▸ **What the exercise asks**
Where does the word "positive" show up in the records? Copy every line that holds it.

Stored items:
========

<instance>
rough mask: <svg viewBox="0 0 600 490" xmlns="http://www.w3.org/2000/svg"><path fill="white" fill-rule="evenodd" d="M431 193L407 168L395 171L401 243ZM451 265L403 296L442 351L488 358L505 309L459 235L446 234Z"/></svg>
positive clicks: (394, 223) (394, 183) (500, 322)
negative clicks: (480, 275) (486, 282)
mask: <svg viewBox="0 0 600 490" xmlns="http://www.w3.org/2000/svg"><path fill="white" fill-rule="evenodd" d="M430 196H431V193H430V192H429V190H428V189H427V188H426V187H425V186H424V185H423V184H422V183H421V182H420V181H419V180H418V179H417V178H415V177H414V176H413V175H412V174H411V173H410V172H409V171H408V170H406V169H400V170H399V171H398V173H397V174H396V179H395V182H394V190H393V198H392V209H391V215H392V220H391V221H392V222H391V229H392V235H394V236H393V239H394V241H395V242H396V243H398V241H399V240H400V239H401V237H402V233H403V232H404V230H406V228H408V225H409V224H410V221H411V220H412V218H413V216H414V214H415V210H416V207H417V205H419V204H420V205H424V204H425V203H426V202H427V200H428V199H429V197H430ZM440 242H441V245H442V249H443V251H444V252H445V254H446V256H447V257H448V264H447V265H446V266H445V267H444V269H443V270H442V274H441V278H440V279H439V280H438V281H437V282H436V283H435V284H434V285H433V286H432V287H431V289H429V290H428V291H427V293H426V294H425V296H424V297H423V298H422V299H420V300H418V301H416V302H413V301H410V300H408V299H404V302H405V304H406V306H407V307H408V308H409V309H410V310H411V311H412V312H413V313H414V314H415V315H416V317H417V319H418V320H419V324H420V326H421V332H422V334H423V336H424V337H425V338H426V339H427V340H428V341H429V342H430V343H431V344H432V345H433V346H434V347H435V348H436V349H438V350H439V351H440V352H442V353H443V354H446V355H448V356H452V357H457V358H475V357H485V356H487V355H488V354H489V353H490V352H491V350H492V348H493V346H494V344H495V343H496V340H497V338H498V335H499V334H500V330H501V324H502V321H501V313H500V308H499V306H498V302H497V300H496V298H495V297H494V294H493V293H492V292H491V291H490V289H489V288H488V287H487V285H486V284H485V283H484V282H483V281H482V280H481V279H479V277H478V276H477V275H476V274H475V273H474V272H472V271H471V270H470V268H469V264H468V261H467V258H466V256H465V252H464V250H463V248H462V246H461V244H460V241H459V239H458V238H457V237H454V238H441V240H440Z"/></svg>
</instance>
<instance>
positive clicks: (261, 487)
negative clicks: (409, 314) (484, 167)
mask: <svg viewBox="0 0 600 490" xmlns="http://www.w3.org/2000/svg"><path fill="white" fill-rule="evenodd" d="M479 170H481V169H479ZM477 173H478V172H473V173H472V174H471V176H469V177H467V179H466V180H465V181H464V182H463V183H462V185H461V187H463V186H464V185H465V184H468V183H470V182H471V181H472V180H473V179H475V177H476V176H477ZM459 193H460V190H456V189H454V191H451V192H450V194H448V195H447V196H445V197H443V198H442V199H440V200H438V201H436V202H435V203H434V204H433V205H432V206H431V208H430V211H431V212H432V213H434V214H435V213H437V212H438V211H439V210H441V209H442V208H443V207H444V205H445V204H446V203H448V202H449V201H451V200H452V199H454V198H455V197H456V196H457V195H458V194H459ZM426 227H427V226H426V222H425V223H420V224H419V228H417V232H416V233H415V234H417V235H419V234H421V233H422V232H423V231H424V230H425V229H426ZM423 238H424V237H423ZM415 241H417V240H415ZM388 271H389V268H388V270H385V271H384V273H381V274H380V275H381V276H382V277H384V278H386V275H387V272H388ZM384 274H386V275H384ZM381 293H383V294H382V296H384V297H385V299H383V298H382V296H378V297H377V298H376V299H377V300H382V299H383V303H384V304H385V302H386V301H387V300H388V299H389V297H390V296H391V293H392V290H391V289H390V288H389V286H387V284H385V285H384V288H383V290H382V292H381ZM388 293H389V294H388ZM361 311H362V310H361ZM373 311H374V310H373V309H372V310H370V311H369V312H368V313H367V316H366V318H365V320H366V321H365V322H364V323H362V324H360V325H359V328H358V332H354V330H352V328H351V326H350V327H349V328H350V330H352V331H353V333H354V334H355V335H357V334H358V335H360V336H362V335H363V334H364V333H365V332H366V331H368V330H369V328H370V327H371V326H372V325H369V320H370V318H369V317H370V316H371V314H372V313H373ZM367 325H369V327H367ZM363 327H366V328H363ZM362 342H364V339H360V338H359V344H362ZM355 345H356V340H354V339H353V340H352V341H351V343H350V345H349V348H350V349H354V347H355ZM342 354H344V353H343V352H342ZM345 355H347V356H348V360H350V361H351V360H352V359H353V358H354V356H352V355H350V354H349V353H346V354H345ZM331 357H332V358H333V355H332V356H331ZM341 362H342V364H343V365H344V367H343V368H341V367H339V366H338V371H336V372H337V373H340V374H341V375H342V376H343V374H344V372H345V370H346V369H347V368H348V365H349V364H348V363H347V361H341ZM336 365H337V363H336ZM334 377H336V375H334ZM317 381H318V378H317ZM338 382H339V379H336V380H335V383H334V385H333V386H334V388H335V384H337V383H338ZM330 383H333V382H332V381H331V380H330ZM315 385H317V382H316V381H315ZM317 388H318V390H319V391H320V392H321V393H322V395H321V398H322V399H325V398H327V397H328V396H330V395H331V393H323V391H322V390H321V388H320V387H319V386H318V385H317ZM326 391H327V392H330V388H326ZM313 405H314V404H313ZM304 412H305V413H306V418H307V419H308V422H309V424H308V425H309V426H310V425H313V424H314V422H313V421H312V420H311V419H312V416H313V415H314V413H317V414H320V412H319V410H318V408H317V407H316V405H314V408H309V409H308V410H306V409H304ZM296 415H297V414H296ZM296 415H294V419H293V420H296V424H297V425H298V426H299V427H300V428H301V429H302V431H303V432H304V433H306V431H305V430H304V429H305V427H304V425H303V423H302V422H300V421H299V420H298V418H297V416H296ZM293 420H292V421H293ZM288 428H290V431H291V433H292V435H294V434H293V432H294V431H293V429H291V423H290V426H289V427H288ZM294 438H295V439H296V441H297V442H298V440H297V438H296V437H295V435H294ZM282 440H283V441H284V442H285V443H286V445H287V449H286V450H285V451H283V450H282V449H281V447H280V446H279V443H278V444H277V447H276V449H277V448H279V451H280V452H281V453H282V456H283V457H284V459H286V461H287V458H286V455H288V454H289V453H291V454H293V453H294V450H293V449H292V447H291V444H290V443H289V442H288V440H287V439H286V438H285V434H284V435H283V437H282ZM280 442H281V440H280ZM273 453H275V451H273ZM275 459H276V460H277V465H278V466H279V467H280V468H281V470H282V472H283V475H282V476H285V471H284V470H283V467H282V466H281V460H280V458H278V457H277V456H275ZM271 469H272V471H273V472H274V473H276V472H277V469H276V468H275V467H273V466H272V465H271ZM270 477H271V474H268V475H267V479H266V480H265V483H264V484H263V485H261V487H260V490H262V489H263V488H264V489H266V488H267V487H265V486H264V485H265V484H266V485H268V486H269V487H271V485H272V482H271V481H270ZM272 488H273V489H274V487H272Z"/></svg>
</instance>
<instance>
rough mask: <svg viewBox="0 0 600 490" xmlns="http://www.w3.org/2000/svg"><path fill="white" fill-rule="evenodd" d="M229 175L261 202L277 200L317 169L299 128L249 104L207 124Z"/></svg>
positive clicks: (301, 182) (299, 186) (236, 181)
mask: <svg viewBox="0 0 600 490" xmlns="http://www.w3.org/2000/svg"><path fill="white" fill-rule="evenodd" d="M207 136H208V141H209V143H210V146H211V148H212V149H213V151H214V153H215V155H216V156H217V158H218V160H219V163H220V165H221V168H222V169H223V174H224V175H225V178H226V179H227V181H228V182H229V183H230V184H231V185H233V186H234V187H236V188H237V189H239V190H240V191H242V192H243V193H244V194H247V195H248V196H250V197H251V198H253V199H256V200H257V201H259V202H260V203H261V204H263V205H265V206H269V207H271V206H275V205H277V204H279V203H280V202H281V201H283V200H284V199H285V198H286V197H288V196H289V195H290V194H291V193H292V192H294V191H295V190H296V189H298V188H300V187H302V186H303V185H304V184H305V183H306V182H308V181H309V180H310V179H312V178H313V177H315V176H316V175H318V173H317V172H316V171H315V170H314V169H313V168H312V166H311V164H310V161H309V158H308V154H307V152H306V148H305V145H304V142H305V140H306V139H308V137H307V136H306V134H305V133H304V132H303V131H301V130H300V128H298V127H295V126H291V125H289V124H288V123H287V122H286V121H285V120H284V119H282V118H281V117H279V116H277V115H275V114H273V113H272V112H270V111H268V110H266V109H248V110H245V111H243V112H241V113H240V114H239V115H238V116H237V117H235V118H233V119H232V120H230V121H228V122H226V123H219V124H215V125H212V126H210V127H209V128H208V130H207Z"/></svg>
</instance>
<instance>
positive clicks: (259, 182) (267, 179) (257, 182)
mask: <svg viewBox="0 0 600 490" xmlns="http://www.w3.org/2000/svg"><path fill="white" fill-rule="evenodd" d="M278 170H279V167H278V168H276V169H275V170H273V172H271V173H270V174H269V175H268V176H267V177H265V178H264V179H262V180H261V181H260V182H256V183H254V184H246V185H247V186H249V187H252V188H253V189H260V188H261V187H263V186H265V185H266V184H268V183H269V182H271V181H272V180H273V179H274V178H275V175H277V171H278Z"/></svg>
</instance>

========

▸ **Answer space**
positive clicks: (394, 223) (394, 183) (500, 322)
positive clicks: (261, 487)
positive clicks: (301, 182) (299, 186) (236, 181)
positive clicks: (259, 182) (267, 179) (257, 182)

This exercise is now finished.